▶ **TEXT**:
--- Start ---

An interesting fact is that the experimental cinema has not, as a general rule, capitalised upon this ease with which the cinema seems to lend itself to the orchestration of presentation techniques for their own sake. The reasons for this may be essentially economic. The presentation techniques evolved by Hollywood have generally depended upon the expenditure of large sums of money money spent on equipment, on sets, on stars, on extras. A "B" movie produced by a major company is likely to cost at least one hundred times as much as the most ambitious experimental film. Certainly the early experimental cinema made great play with trick angles and the like but the amateurishness of this kind of thing, as carried out with a hand-held 16mm camera, disqualifies it from description as presentation technique. It seems, rather, an ingenuous failure side-stepping the whole business of presentation and communication.

--- End ---

▶ **WHAT TO DO**:
Using the passage on experimental cinema, answer each question in a sentence.
(a) What have Hollywood's presentation techniques generally depended upon?
(b) How does the cost of a "B" movie produced by a major company compare with that of the most ambitious experimental film?
(c) With what kind of camera were the trick angles of the early experimental cinema carried out?

▶ **RECORDS SHOWN**:
--- Start ---

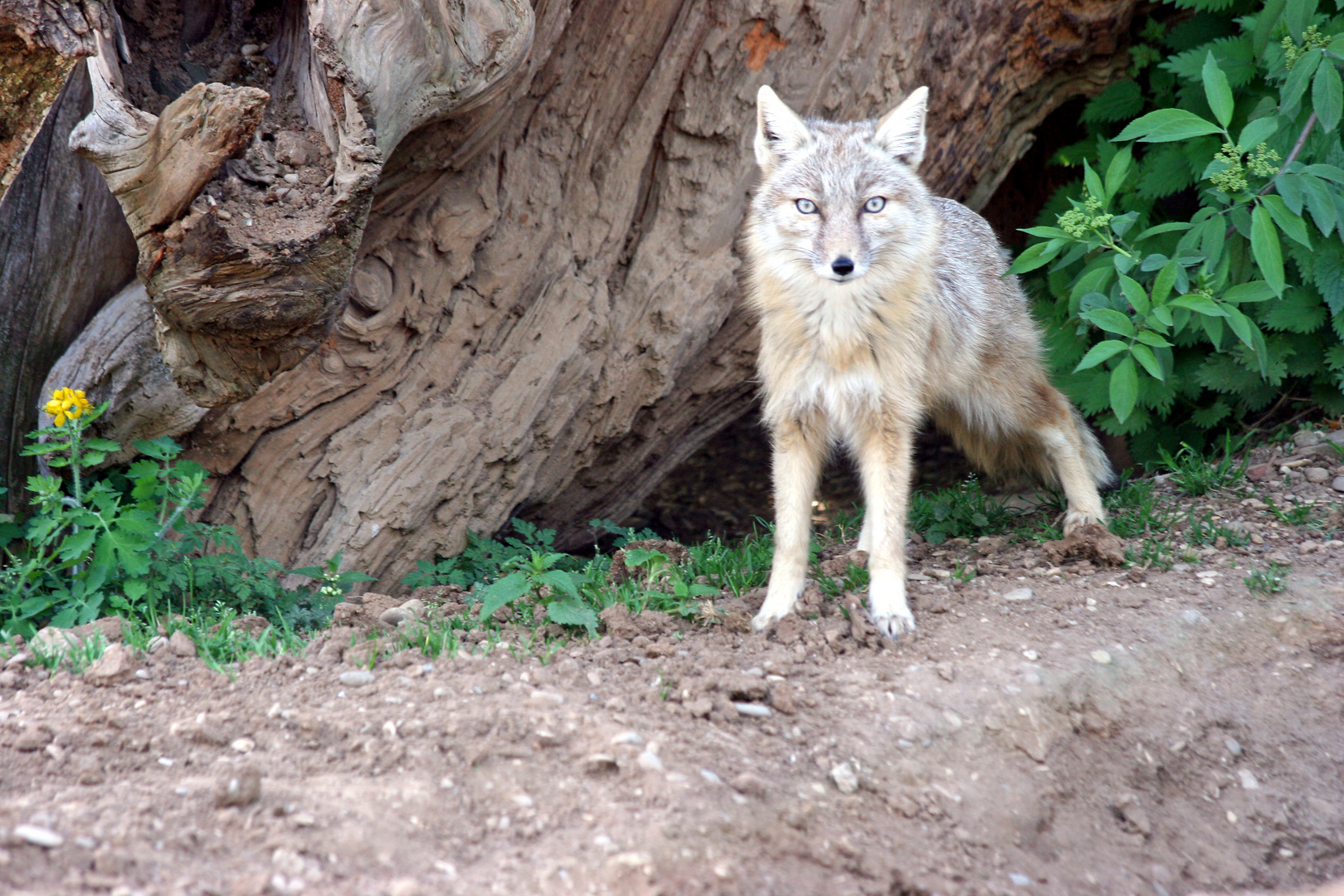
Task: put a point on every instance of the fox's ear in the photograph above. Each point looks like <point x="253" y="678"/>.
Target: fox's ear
<point x="778" y="129"/>
<point x="901" y="132"/>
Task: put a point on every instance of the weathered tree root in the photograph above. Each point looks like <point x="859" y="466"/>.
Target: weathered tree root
<point x="245" y="262"/>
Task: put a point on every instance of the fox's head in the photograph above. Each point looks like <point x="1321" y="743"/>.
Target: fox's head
<point x="841" y="202"/>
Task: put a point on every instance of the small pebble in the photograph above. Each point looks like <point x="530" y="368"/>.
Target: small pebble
<point x="38" y="835"/>
<point x="357" y="677"/>
<point x="845" y="778"/>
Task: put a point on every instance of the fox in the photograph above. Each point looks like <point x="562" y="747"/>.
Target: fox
<point x="880" y="306"/>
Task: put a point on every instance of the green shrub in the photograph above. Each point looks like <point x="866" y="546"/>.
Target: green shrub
<point x="119" y="542"/>
<point x="1199" y="275"/>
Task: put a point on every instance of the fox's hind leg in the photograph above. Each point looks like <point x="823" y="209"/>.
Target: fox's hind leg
<point x="1007" y="427"/>
<point x="884" y="455"/>
<point x="799" y="450"/>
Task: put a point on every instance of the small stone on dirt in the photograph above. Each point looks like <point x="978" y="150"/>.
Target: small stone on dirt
<point x="240" y="787"/>
<point x="752" y="709"/>
<point x="845" y="778"/>
<point x="750" y="785"/>
<point x="357" y="677"/>
<point x="598" y="763"/>
<point x="32" y="739"/>
<point x="619" y="622"/>
<point x="116" y="665"/>
<point x="38" y="835"/>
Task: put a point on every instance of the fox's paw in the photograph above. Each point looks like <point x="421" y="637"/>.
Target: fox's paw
<point x="1075" y="520"/>
<point x="894" y="624"/>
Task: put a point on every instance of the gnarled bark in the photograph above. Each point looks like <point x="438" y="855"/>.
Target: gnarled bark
<point x="543" y="314"/>
<point x="41" y="41"/>
<point x="63" y="250"/>
<point x="245" y="262"/>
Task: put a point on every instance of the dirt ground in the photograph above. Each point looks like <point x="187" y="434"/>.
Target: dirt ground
<point x="1051" y="730"/>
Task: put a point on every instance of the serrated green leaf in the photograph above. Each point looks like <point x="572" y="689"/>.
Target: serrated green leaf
<point x="1092" y="180"/>
<point x="1328" y="275"/>
<point x="1035" y="257"/>
<point x="1164" y="281"/>
<point x="1265" y="22"/>
<point x="1116" y="173"/>
<point x="1287" y="221"/>
<point x="1166" y="125"/>
<point x="1266" y="249"/>
<point x="1135" y="293"/>
<point x="572" y="613"/>
<point x="1148" y="360"/>
<point x="1198" y="303"/>
<point x="1298" y="80"/>
<point x="1257" y="132"/>
<point x="1149" y="338"/>
<point x="1124" y="388"/>
<point x="1118" y="102"/>
<point x="503" y="592"/>
<point x="1320" y="203"/>
<point x="1109" y="320"/>
<point x="1171" y="227"/>
<point x="559" y="581"/>
<point x="1328" y="95"/>
<point x="1101" y="353"/>
<point x="1216" y="90"/>
<point x="1257" y="290"/>
<point x="1328" y="173"/>
<point x="1298" y="312"/>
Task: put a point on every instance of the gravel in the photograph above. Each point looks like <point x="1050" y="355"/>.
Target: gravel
<point x="37" y="835"/>
<point x="845" y="778"/>
<point x="357" y="677"/>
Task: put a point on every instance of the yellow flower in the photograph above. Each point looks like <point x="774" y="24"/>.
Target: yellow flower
<point x="66" y="403"/>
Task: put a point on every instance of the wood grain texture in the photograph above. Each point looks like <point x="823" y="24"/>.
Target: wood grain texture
<point x="65" y="249"/>
<point x="543" y="319"/>
<point x="41" y="41"/>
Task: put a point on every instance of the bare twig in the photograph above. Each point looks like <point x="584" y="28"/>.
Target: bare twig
<point x="1292" y="158"/>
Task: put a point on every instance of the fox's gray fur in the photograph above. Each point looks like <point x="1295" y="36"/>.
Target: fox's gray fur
<point x="882" y="305"/>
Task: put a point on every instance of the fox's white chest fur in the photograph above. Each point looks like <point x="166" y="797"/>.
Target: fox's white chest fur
<point x="830" y="353"/>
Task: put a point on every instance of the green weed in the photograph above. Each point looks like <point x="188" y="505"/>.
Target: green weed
<point x="1266" y="582"/>
<point x="1196" y="476"/>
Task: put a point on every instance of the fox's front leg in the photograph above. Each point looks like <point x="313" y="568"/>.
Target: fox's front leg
<point x="799" y="451"/>
<point x="884" y="462"/>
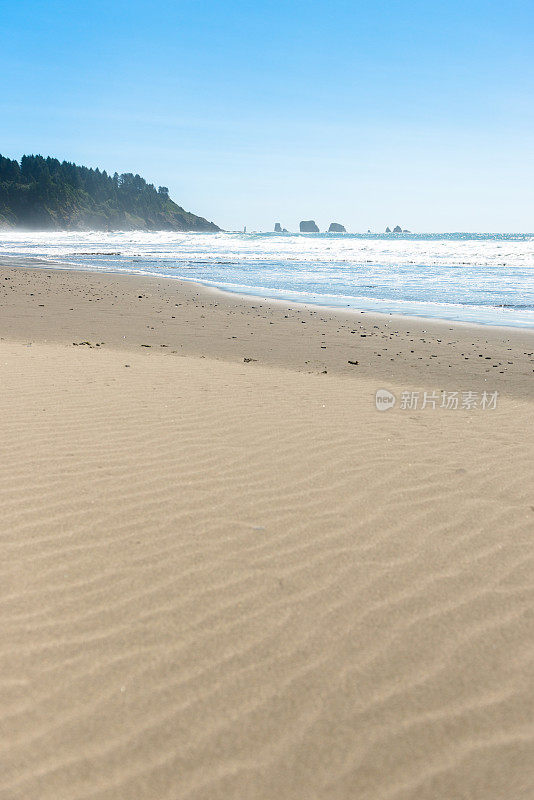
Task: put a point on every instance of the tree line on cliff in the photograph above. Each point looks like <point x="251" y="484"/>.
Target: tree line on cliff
<point x="44" y="193"/>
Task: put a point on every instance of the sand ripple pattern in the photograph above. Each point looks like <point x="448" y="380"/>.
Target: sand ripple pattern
<point x="224" y="581"/>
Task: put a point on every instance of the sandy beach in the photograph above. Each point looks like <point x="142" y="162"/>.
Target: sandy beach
<point x="227" y="575"/>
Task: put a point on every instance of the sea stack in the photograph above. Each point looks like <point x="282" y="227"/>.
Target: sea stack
<point x="308" y="226"/>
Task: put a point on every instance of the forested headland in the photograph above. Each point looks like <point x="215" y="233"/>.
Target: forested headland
<point x="46" y="194"/>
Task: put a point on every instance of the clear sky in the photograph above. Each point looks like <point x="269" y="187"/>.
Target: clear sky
<point x="365" y="113"/>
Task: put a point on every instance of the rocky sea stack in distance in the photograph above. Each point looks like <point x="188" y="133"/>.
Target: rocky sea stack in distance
<point x="308" y="226"/>
<point x="46" y="194"/>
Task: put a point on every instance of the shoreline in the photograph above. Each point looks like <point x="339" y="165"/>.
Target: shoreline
<point x="186" y="317"/>
<point x="37" y="263"/>
<point x="233" y="578"/>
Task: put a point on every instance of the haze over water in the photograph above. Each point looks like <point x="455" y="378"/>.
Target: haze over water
<point x="482" y="278"/>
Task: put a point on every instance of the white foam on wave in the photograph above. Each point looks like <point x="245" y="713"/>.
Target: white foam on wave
<point x="484" y="278"/>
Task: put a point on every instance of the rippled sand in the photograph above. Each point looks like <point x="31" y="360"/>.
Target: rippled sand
<point x="230" y="580"/>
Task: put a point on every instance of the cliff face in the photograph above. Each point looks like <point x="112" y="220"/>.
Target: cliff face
<point x="43" y="193"/>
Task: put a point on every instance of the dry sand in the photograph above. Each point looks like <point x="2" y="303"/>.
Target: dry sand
<point x="240" y="581"/>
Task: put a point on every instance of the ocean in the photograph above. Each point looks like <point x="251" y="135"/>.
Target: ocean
<point x="480" y="278"/>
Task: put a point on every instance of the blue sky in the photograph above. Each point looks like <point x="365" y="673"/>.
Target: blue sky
<point x="365" y="113"/>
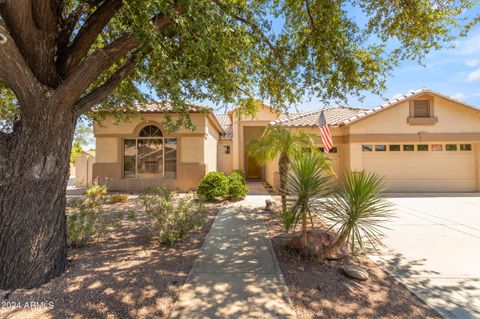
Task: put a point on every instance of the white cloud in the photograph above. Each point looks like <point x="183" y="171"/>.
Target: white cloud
<point x="459" y="96"/>
<point x="472" y="62"/>
<point x="474" y="76"/>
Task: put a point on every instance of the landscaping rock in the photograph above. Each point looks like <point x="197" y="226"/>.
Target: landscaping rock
<point x="270" y="205"/>
<point x="355" y="272"/>
<point x="317" y="241"/>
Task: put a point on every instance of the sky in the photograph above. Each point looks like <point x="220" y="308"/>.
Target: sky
<point x="453" y="72"/>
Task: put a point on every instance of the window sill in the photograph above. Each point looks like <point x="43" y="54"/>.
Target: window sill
<point x="422" y="120"/>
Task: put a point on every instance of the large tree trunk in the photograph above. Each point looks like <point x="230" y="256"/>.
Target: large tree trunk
<point x="283" y="168"/>
<point x="34" y="166"/>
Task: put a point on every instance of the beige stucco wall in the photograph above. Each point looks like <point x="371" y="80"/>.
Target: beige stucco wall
<point x="452" y="118"/>
<point x="224" y="161"/>
<point x="264" y="116"/>
<point x="193" y="159"/>
<point x="211" y="146"/>
<point x="419" y="171"/>
<point x="84" y="169"/>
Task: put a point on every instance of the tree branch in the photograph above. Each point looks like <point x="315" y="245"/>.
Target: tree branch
<point x="15" y="72"/>
<point x="36" y="44"/>
<point x="103" y="91"/>
<point x="256" y="29"/>
<point x="93" y="66"/>
<point x="310" y="16"/>
<point x="68" y="25"/>
<point x="88" y="34"/>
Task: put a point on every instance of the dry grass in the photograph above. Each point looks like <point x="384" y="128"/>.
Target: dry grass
<point x="118" y="276"/>
<point x="323" y="291"/>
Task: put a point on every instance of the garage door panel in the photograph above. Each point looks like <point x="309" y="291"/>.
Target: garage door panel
<point x="429" y="171"/>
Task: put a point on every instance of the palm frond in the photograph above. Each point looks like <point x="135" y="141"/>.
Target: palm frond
<point x="308" y="178"/>
<point x="359" y="209"/>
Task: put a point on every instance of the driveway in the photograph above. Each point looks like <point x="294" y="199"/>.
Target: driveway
<point x="433" y="247"/>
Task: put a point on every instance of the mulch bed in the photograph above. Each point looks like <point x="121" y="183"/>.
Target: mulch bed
<point x="323" y="291"/>
<point x="118" y="276"/>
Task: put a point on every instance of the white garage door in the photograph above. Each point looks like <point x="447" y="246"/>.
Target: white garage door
<point x="414" y="170"/>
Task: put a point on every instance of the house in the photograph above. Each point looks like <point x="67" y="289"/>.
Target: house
<point x="84" y="168"/>
<point x="423" y="141"/>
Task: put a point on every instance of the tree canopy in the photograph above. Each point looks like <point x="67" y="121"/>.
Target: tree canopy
<point x="112" y="53"/>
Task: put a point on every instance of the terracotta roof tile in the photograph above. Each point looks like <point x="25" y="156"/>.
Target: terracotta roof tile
<point x="334" y="116"/>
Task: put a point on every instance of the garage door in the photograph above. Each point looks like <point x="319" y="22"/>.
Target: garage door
<point x="433" y="167"/>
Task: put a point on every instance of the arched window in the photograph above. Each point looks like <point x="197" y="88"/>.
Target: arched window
<point x="150" y="155"/>
<point x="150" y="131"/>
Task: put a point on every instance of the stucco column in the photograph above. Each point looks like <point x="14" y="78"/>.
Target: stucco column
<point x="355" y="157"/>
<point x="235" y="144"/>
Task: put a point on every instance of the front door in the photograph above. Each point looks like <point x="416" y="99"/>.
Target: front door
<point x="254" y="171"/>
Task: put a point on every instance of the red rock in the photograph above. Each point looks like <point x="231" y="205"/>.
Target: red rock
<point x="317" y="241"/>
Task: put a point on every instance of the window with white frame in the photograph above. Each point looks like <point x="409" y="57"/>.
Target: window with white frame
<point x="150" y="155"/>
<point x="421" y="108"/>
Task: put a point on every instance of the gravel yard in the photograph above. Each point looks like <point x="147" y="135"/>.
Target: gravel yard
<point x="118" y="276"/>
<point x="323" y="291"/>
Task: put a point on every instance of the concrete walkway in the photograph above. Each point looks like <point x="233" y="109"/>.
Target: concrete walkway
<point x="236" y="274"/>
<point x="433" y="247"/>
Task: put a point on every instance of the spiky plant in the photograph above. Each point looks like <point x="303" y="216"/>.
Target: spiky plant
<point x="282" y="142"/>
<point x="309" y="177"/>
<point x="358" y="209"/>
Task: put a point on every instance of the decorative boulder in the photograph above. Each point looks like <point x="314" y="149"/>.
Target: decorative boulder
<point x="270" y="205"/>
<point x="317" y="241"/>
<point x="355" y="272"/>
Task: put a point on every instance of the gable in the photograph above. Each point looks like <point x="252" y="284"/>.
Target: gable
<point x="265" y="113"/>
<point x="453" y="117"/>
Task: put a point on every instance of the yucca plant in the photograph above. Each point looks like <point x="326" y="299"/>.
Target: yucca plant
<point x="309" y="177"/>
<point x="357" y="210"/>
<point x="278" y="141"/>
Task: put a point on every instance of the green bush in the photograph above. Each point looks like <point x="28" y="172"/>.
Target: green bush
<point x="170" y="216"/>
<point x="118" y="198"/>
<point x="84" y="222"/>
<point x="214" y="184"/>
<point x="237" y="188"/>
<point x="287" y="218"/>
<point x="239" y="171"/>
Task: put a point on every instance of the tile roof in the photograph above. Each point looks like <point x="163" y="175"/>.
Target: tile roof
<point x="165" y="106"/>
<point x="334" y="116"/>
<point x="389" y="103"/>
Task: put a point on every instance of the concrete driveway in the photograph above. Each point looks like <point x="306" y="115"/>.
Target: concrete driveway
<point x="433" y="247"/>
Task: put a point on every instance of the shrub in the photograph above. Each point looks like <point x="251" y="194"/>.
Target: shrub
<point x="287" y="218"/>
<point x="84" y="223"/>
<point x="214" y="184"/>
<point x="131" y="215"/>
<point x="118" y="198"/>
<point x="239" y="171"/>
<point x="96" y="191"/>
<point x="170" y="216"/>
<point x="237" y="188"/>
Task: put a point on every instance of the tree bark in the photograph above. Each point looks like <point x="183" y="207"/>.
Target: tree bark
<point x="34" y="165"/>
<point x="283" y="167"/>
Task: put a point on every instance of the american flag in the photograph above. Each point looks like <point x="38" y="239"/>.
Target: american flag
<point x="325" y="133"/>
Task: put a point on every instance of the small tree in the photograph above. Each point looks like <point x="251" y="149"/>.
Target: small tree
<point x="358" y="208"/>
<point x="62" y="59"/>
<point x="309" y="178"/>
<point x="281" y="142"/>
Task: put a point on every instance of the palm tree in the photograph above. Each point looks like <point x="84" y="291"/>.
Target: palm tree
<point x="358" y="208"/>
<point x="279" y="141"/>
<point x="310" y="177"/>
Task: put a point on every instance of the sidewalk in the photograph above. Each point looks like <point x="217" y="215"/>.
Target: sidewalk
<point x="236" y="274"/>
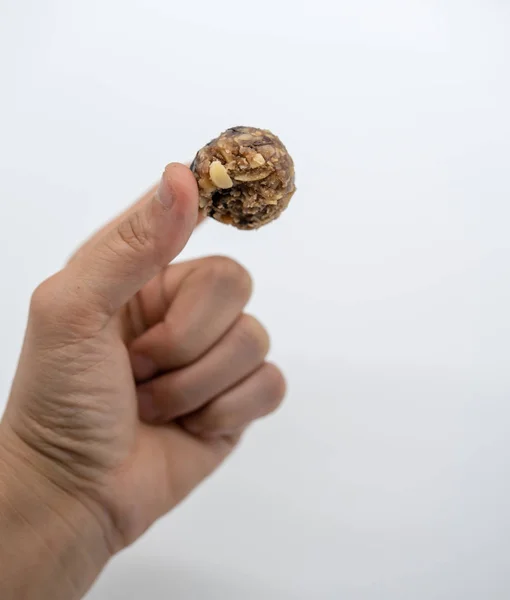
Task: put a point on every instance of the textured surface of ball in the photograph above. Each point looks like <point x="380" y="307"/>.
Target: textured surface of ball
<point x="245" y="177"/>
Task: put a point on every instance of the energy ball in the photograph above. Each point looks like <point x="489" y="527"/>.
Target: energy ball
<point x="245" y="177"/>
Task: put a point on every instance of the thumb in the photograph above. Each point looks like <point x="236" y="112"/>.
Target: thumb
<point x="147" y="237"/>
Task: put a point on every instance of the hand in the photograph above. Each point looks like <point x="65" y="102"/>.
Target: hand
<point x="136" y="378"/>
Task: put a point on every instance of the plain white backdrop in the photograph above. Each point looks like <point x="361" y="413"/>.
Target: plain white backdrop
<point x="386" y="285"/>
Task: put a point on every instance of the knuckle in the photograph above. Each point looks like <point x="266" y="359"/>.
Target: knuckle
<point x="253" y="336"/>
<point x="43" y="297"/>
<point x="59" y="306"/>
<point x="229" y="274"/>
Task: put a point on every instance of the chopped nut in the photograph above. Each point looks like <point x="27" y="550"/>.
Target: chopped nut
<point x="257" y="161"/>
<point x="251" y="175"/>
<point x="219" y="175"/>
<point x="206" y="184"/>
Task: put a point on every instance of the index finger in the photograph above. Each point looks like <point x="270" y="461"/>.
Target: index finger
<point x="114" y="223"/>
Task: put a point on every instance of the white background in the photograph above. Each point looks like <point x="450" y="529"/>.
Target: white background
<point x="385" y="286"/>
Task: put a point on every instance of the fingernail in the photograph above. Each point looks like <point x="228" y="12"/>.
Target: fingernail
<point x="147" y="409"/>
<point x="143" y="366"/>
<point x="165" y="192"/>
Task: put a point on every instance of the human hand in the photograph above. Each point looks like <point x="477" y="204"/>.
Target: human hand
<point x="136" y="379"/>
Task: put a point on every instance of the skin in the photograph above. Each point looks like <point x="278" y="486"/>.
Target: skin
<point x="136" y="380"/>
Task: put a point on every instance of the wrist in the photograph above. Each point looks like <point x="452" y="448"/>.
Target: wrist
<point x="52" y="544"/>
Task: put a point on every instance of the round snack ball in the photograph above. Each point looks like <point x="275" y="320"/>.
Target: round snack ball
<point x="245" y="177"/>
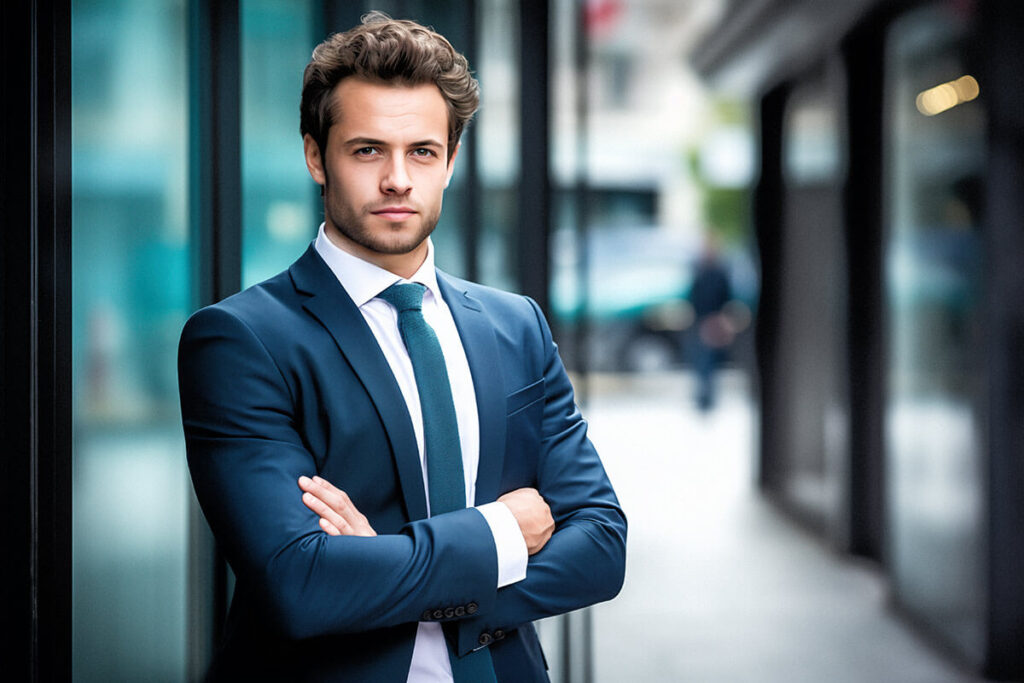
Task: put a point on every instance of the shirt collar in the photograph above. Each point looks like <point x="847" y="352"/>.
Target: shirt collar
<point x="363" y="280"/>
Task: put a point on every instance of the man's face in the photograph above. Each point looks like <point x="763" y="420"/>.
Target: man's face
<point x="384" y="171"/>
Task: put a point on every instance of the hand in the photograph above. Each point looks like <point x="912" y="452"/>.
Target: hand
<point x="338" y="515"/>
<point x="534" y="516"/>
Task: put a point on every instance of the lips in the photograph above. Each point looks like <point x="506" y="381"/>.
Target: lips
<point x="394" y="213"/>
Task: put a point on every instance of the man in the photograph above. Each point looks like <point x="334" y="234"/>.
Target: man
<point x="338" y="427"/>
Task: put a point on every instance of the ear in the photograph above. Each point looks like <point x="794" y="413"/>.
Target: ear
<point x="314" y="162"/>
<point x="451" y="170"/>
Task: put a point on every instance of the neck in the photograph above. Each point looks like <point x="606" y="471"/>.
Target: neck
<point x="402" y="264"/>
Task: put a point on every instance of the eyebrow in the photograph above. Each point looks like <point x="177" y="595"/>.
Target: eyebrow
<point x="375" y="142"/>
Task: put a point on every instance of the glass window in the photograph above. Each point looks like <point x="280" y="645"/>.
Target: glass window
<point x="935" y="159"/>
<point x="497" y="140"/>
<point x="130" y="298"/>
<point x="281" y="203"/>
<point x="813" y="304"/>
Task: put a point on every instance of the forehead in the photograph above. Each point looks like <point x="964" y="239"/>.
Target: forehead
<point x="390" y="113"/>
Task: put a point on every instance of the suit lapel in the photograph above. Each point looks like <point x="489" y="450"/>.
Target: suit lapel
<point x="478" y="340"/>
<point x="334" y="308"/>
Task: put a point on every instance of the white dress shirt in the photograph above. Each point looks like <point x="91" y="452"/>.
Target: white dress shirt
<point x="364" y="282"/>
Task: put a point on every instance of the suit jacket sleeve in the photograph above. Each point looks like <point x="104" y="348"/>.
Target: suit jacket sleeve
<point x="245" y="455"/>
<point x="584" y="562"/>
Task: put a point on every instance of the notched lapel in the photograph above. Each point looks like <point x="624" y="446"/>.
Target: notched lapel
<point x="481" y="351"/>
<point x="330" y="304"/>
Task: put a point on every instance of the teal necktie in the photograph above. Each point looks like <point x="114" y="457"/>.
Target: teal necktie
<point x="441" y="447"/>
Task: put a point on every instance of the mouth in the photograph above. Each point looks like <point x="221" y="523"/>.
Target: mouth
<point x="394" y="213"/>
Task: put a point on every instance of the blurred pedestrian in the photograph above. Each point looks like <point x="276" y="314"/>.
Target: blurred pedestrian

--- End ---

▶ **SOLUTION**:
(a) They have generally depended upon the expenditure of large sums of money on equipment, sets, stars, and extras.
(b) Such a movie is likely to cost at least one hundred times as much.
(c) They were carried out with a hand-held 16mm camera.